## 抽出テキスト
□ □ □ □

【インド】スピティ谷・プライベートタクシーでカザ周辺1日観光

この記事では2019年7月インド北部のマナリ(バシスト村)から行った秘境スピティ谷への小旅行を紹介しています。全部で6ページのうちの4ページ目、プライベートタクシーでカザ周辺1日観光を紹介しています。

 

カザでプライベートタクシー手配

 

マナリから2泊3日の急ぎ足でスピティ谷観光にやってきました。2泊3日といっても初日と最終日は移動なのでスピティ谷を観光できる日はたったの1日です。(時間だけはたっぷりあったのに、なんでこんなキツキツの旅程を組んだのか謎)

スピティ谷の中心地カザをGoogleマップで見る(バス停にピンを立てました)

限られた時間で効率よく観光しようと、カザの旅行会社でプライベートタクシーをチャーターすることにしました。最初はレンタルバイクも候補にしたんですが、バイクの数が少ない上に(訪問時は)いまいち状態のいいものが見つからなかったんで諦めました。

 

スピティ谷はデリケートな問題を含んだ国境に近いため、場所によっては入境許可証(訪問した2019年7月時点で取得は容易)が必要になる所もありますが、宿泊したカザを含め今回巡った場所は全部「入境許可証不要」でした。

 

観光予定日の前日夕方、オールドカザのバス停向かいにあるこちらの建物の2階の旅行会社でプライベートタクシーを手配しました。「スピティ谷は初めてだからおススメの観光名所を巡りたい」とお願いしたら「じゃあここと、ここと、あとここも見ないとね」と「はじめてのスピティ谷・カザ周辺を巡る1日観光」みたいなコースを組んでくれました。

料金は朝から夕方までのプライベートタクシーで旅行会社1000ルピー+ドライバーさん2500ルピーでした。(インドにしてはなかなかの高値!)

本当ならいろいろ下調べしたかったんですが、前回の記事でも書いたとおり訪問時のカザではジオ以外の通信が使えナなかったので情報収集が一切でき~ず。

 

スピティ谷・プライベートタクシーでカザ周辺1日観光

2019年7月12日

観光当日の朝です。昨日予約した旅行会社に向かいます。もうすぐ8時なのにまだ人がほとんど歩いていないカザの朝。朝ごはんを食べようと少し早めに宿を出たはいいけど、ほとんどの食堂はまだ閉まってました。他のインドの町ならもう普通に賑わっている時間なのになぁ。カザは全体的に朝が遅いです。そして夜も早い。

 

そんな中、昨日夕食を食べた食堂のシャッターが薄っすらと開いていて中を覗いて女将さんに「もういい?」と聞くとOKだったので、トゥクパ(チベット風うどん)とチーズトマトオムレツをいただきました。

 

オールドカザのバス停横です。ここだけは局地的に賑わっていました。これからシムラーやマナリなどへ向かう車がズラリ。

 

予約した旅行会社に行くとドライバーさんが待ってました。きょう一日お世話になる車です(この画像は別の場所で観光途中に撮りました)。ドライバーさんはチベット仏教徒の男性でした。

 

出発早々どんどん標高を上げていきます。

 

スピティ谷は標高が高くて空気中に余計な不純物も少ないからか、広がる景色の色彩が鮮やかで絵画みたい。

□ □ □ □

ラベル付き対象を指し示す項目:
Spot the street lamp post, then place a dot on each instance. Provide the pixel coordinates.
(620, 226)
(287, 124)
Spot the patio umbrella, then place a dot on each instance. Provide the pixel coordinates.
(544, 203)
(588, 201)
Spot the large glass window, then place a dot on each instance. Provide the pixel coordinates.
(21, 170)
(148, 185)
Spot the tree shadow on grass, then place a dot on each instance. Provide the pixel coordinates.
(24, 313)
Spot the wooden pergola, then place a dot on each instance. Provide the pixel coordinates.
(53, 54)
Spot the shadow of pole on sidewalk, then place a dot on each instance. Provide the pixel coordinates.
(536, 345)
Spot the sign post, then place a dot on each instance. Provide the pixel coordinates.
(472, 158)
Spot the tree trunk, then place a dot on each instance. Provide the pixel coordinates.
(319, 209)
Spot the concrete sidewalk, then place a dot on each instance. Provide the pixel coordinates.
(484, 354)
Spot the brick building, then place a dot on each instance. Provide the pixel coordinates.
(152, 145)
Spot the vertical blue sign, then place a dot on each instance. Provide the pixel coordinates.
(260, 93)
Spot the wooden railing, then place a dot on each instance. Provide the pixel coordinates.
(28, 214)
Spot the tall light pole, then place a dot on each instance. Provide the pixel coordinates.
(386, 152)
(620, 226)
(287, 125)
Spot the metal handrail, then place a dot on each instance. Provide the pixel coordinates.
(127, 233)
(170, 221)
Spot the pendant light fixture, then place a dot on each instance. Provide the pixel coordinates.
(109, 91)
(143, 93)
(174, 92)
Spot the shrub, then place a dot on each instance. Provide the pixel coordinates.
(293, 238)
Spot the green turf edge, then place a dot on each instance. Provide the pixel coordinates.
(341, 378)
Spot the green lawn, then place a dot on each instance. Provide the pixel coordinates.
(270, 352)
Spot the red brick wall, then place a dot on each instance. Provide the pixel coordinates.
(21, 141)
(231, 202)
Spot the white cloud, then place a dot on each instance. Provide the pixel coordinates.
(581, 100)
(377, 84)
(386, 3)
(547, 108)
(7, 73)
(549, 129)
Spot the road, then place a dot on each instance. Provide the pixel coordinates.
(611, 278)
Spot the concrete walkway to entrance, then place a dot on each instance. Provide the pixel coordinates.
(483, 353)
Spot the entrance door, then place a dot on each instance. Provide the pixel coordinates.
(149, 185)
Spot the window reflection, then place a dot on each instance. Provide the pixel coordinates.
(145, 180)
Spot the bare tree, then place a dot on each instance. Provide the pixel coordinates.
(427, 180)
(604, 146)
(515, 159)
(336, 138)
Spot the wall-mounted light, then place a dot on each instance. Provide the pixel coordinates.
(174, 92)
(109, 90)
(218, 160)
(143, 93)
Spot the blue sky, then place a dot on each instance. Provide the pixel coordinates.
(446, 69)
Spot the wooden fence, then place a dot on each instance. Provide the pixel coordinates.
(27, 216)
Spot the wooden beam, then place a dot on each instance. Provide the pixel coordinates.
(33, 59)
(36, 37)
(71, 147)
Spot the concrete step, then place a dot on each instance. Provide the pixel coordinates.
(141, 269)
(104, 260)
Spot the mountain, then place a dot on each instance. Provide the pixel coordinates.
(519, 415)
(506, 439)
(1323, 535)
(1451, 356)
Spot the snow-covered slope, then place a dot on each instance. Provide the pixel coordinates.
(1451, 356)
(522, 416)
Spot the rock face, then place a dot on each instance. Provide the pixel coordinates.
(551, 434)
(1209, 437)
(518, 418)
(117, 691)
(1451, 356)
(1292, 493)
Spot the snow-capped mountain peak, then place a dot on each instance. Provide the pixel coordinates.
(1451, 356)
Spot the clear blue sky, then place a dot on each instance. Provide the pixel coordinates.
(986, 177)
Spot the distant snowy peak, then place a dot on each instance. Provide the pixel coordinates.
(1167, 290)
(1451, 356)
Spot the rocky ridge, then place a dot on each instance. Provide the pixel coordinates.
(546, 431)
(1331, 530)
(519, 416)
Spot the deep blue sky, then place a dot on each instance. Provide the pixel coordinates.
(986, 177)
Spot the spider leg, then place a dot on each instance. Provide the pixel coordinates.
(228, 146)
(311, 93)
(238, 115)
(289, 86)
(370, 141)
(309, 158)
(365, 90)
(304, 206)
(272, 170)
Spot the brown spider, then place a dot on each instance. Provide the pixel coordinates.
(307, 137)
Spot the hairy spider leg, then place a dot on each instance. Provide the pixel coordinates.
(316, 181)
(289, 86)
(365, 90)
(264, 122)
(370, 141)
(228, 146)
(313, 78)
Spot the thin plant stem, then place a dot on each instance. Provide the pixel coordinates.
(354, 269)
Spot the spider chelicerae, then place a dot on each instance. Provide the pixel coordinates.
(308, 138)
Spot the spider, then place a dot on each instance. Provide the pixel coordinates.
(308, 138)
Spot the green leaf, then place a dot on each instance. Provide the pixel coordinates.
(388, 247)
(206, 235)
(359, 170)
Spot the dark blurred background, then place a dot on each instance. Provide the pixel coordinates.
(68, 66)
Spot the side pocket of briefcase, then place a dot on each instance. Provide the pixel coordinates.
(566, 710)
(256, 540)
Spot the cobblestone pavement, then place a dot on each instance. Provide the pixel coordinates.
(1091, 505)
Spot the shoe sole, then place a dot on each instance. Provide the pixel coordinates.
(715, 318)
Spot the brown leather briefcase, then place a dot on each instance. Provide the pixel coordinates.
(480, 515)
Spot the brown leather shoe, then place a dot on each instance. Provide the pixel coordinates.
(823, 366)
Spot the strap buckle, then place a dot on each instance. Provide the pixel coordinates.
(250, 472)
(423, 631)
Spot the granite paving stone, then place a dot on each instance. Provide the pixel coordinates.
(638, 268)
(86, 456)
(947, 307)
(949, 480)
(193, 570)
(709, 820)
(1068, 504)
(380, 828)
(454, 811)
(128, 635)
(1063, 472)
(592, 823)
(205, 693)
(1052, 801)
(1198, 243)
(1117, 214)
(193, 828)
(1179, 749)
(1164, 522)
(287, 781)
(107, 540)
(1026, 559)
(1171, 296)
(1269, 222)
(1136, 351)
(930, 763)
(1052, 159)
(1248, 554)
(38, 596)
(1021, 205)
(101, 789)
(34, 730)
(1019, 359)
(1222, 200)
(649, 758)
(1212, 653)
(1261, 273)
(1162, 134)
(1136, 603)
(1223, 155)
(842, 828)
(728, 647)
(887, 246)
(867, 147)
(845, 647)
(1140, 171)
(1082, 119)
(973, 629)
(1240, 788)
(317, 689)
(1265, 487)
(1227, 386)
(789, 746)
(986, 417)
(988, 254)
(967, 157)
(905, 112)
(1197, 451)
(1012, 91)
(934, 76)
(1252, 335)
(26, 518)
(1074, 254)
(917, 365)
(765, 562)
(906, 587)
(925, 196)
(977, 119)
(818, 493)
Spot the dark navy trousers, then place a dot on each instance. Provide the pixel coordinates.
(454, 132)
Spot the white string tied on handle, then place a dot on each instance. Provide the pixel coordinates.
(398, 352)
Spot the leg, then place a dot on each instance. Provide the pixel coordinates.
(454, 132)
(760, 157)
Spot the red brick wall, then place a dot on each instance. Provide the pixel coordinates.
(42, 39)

□ □ □ □

## 取り組む課題
**A)** スピティ谷の旅行記に出てくる地名を、重複なくすべて挙げよ。
**B)** スピティ谷の旅行記を、最後の文の続きから書き進めよ。
記録はスピティ谷の旅行記とは関係がない。

## 回答一覧
**A)** インド、マナリ、バシスト村、スピティ谷、カザ、オールドカザ、シムラー

**B)**
 

凄い・・・あんな荒野に家がある。カッコいいなぁ。どこにいっても見られない、ここだけの景色だと思う。

ドライバーさんに「ここと、あそこと、あれも行くけど他にリクエストある?夕方までに帰って来ればいいんだから行きたいところがあれば言って」と聞かれましたが、スピティ谷の見どころがわからなかったので「おまかせ」でお願いすることにしました。

 

ランザ大仏(Langza Buddha Statue)

最初に訪れたのは雪を被った山々を望むランザ村です。荒々しい茶色の世界にオアシスのようなランザ村が見えたときは感動したなぁ。フランスみたいに「最も美しい村」リストみたいのがインドにあったら選出されそう。そういうのインドにもあるかな?

 

どれ、標高でも確認しますかね。4153m。

 

ランザ村のみどころは美しい景観、そしてスピティの荒涼とした大地に鎮座する大仏です。ドライバーさんが(さぁどうだ!スピティにはこんな凄い大仏があるんだぞ)と言わんばかりの笑みを浮かべていました(早いハナシがドヤ顔)。

ランザ大仏をGoogleマップで見る

 

新しく建立されたのか、たまたまお色直ししていたのかは不明ですが、なにやら足場が作られてカラフルに色を塗っている最中でした。作業中の人たちと比べてもかなり大きな大仏だということがわかります。ミャンマーの人が見たら喜びそうだなぁ。

 

近くにマニアの喜びそうななかなかの鄙び系お茶屋さんがありました。
 

高山植物がそよそよと風に揺れています。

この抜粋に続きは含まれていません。